**WHAT YOU NEED TO DO:**
(1) From the thread on pulling numbers out of a Java string, reproduce the passage from "I would go with" to "the way to go.".
(2) In the thread on pulling numbers out of a Java string, what makes the second code return only the first number?

**QUOTED PASSAGE:**
::::::::

Reputation: 95948
I have fixed format for a String
that will be always: SPXXX-SPYYY.zip
I need to extract XXX and YYY from the String
, but if for example XXX is 003 then I want to have 3 and not 003. (The same for YYY).
I've wrote these two codes:
1.
String st = "SP003-SP012.zip";
String[] splitted = st.split("\\.");
splitted = splitted[0].split("-");
splitted = splitted[0].split("P");
Integer in = new Integer(splitted[1]);
System.out.println(in); //Will print 3
//The same for the other part of the String
2.
Pattern pattern = Pattern.compile("^[a-zA-Z]+([0-9]+).*");
Matcher matcher = pattern.matcher(st);
int num = 0;
while (matcher.find()) {
num = Integer.parseInt(matcher.group(1));
System.out.println(num);
}
Upvotes: 0
Views: 1381
Reputation: 213193
Why the second code returns only the first number? (XXX) and misses the second?
If you look at your pattern - "^[a-zA-Z]+([0-9]+).*"
, it has an anchor caret - ^
at the beginning. That means, your pattern will only be searched at the beginning of the string. And that is why you got only first number corresponding to SPXXX
which is found at the beginning of the string "SPXXX-SPYYY"
, and not for the pattern SPYYY
, since it is not at the beginning, and hence won't be matched.
You can remove the caret (^)
, and you don't want that .*
at the end, since you are using Matcher#find()
method.
Pattern pattern = Pattern.compile("[a-zA-Z]+([0-9]+)");
But, given that your string will always be in the same format, you can even use a simpler pattern:
Pattern pattern = Pattern.compile("\\d+");
and get the group 1 from the matcher.
What code is better for this purpose?
I would go with the 2nd approach. Splitting string may not work always, and will become complicated as the string grows. You should only use split
when you actually want to split your string on some delimiter. In this case, you don't want to split the string, rather you want to extract a particular pattern. And the 2nd approach is the way to go.
Upvotes: 1
Reputation: 755
Use the following:
Pattern pattern = Pattern.compile("^[a-zA-Z]+0*(\\d+)-[a-zA-Z]+0*(\\d+).*");
Matcher matcher = pattern.matcher(st);
if (matcher.matches()) {
int num1 = Integer.parseInt(matcher.group(1));
int num2 = Integer.parseInt(matcher.group(2));
System.out.println(num1+" - "+num2);
}
Upvotes: 1
Reputation:
Define the pattern like this Pattern.compile("[a-zA-Z]+([0-9]+)");
For the example string the matcher
matches SPXXX
and SPYYY
for the two iterations of the loop.

::::::::

**DATA EXTRACT:**
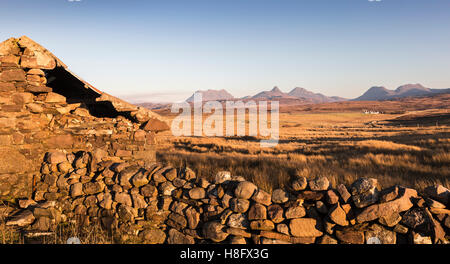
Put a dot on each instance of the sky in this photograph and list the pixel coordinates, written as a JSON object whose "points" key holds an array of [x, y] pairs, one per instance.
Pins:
{"points": [[164, 50]]}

::::::::

**RESULTS BY TASK:**
(1)
I would go with the 2nd approach. Splitting string may not work always, and will become complicated as the string grows. You should only use split
when you actually want to split your string on some delimiter. In this case, you don't want to split the string, rather you want to extract a particular pattern. And the 2nd approach is the way to go.

(2) Its pattern starts with the caret anchor ^, so it is only searched at the beginning of the string.